Source excerpt:
Recipe 4: White Chocolate Raspberry Fudge
Prep time: 15 minutes | Chill time: 3 hours | Total time: 3 hours 20 minutes | Servings: 25 squares
White chocolate fudge is a different animal. Sweeter, more delicate, and better with a sharp counterpoint. Raspberry is the right one.
The Ingredients
White chocolate chips or chopped white chocolate — 3 cups Quality matters more here than in dark chocolate versions. Cheap white chocolate contains very little cocoa butter and sets poorly. Look for cocoa butter listed in the ingredients.
Sweetened condensed milk — 1 can (14 oz)
Butter — 1 tablespoon
Freeze-dried raspberries — ¼ cup, crushed Not fresh. Fresh raspberries introduce moisture that prevents the fudge from setting. Freeze-dried raspberries provide concentrated flavor and color without the water content.
Vanilla extract — 1 teaspoon
How to Make It
- Line an 8×8 pan with parchment.
- Melt the white chocolate, condensed milk, and butter over very low heat, stirring constantly. White chocolate scorches faster than dark — keep the heat low and stir without stopping.
- Remove from heat. Add vanilla and half the crushed raspberries. Stir to combine.
- Pour into the pan. Scatter the remaining raspberries over the top.
- Refrigerate at least 3 hours. White chocolate fudge is softer than dark and benefits from a longer chill.
- Cut into small squares. Store refrigerated.
Recipe 5: Double Chocolate Layered Fudge
Prep time: 25 minutes | Chill time: 4 hours | Total time: 4 hours 30 minutes | Servings: 30–35 squares
Two layers, set separately, cut to show the cross-section. This is the version worth making when presentation matters.
The Ingredients
Dark chocolate chips — 1½ cups Milk chocolate chips — 1½ cups Sweetened condensed milk — 2 cans (14 oz each) Butter — 2 tablespoons, divided Vanilla extract — 1 teaspoon per layer
How to Make It
- Line a 9×13 pan with parchment.
- Make the dark chocolate layer first: melt 1½ cups dark chips, one can condensed milk, and 1 tablespoon butter over low heat until smooth. Add vanilla. Pour into the pan and spread evenly.
- Refrigerate 1 hour until the first layer is set but still slightly tacky on top. This helps the layers bond.
- Make the milk chocolate layer: repeat the process with the remaining ingredients. Pour gently over the dark layer. Smooth carefully without disturbing the layer beneath.
- Refrigerate 3 hours minimum, or overnight.
- Cut into rectangles to show the two layers cleanly. A warm knife is essential here — cold fudge cut with a cold knife cracks at the layer seam.

A Few Things Worth Knowing
The knife temperature matters at every cut. Run the blade under hot water and wipe dry before each cut. Cold knives compress the fudge rather than slicing through it, producing uneven edges and cracked surfaces. This step is easy to skip. Don’t.
The result is better cold. All five chocolate fudge recipes are served from the refrigerator. Room-temperature fudge softens, loses its clean edge, and becomes difficult to handle in warm weather. Keep it cold until the moment it is served.
Low heat throughout is not a suggestion. Chocolate scorches before it looks like it has. Once the bottom of the pan caramelizes, the flavor of the entire batch is affected and cannot be corrected. Stir constantly and keep the flame lower than feels necessary.
Condensed milk is not the same as evaporated milk. They look identical in the can. Evaporated milk does not contain sugar and will not produce the same result. Check the label before opening.

Instructions for the task: Extract from the fudge recipes text the passage starting at "- Make the dark" and ending at "the layers bond.", copied word for word.

Record list:
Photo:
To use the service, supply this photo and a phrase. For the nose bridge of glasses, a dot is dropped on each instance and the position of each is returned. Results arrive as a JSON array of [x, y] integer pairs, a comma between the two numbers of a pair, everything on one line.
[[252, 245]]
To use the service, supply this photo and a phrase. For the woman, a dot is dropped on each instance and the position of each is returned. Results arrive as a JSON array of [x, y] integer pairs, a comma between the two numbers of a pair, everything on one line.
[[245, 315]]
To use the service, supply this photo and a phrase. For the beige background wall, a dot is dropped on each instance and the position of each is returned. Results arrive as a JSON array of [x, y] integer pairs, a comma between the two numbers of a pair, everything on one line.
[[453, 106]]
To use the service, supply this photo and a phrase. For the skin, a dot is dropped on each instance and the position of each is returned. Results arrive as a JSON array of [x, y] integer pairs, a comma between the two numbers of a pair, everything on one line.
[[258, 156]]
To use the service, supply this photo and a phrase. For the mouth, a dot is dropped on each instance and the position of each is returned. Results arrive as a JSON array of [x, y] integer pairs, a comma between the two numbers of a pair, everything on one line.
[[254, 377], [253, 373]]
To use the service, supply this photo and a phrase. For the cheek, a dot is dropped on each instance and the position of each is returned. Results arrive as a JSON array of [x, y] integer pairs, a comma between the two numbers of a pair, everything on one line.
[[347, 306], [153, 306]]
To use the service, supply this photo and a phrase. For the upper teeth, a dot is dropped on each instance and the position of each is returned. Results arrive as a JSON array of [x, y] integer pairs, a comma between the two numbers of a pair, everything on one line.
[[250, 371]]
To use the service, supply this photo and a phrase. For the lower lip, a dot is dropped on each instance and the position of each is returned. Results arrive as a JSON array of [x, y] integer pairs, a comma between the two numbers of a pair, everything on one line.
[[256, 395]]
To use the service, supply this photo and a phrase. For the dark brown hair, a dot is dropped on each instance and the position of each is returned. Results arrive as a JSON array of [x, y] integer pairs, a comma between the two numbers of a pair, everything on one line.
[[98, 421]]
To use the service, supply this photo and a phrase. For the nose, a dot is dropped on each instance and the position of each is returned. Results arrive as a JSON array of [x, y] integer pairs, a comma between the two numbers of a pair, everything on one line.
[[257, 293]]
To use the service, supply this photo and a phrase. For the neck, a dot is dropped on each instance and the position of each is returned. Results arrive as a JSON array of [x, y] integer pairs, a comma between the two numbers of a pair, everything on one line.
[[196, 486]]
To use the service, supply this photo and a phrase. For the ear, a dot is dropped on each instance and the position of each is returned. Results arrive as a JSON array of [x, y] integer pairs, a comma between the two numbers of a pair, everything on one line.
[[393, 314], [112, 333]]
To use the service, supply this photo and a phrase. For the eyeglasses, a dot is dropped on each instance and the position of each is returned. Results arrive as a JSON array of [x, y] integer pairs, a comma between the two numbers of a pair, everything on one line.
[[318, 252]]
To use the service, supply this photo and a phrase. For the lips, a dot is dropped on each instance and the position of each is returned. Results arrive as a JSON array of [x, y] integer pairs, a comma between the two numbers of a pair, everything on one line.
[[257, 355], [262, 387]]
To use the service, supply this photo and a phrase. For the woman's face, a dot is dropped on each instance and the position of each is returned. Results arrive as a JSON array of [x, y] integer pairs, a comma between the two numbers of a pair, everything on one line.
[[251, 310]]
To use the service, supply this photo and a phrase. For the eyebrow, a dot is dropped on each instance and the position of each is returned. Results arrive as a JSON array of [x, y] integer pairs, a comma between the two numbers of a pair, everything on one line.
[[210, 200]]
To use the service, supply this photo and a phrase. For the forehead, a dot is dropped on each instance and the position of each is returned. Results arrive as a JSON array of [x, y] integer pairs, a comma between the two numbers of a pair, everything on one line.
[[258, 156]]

The completed task:
- Make the dark chocolate layer first: melt 1½ cups dark chips, one can condensed milk, and 1 tablespoon butter over low heat until smooth. Add vanilla. Pour into the pan and spread evenly.
- Refrigerate 1 hour until the first layer is set but still slightly tacky on top. This helps the layers bond.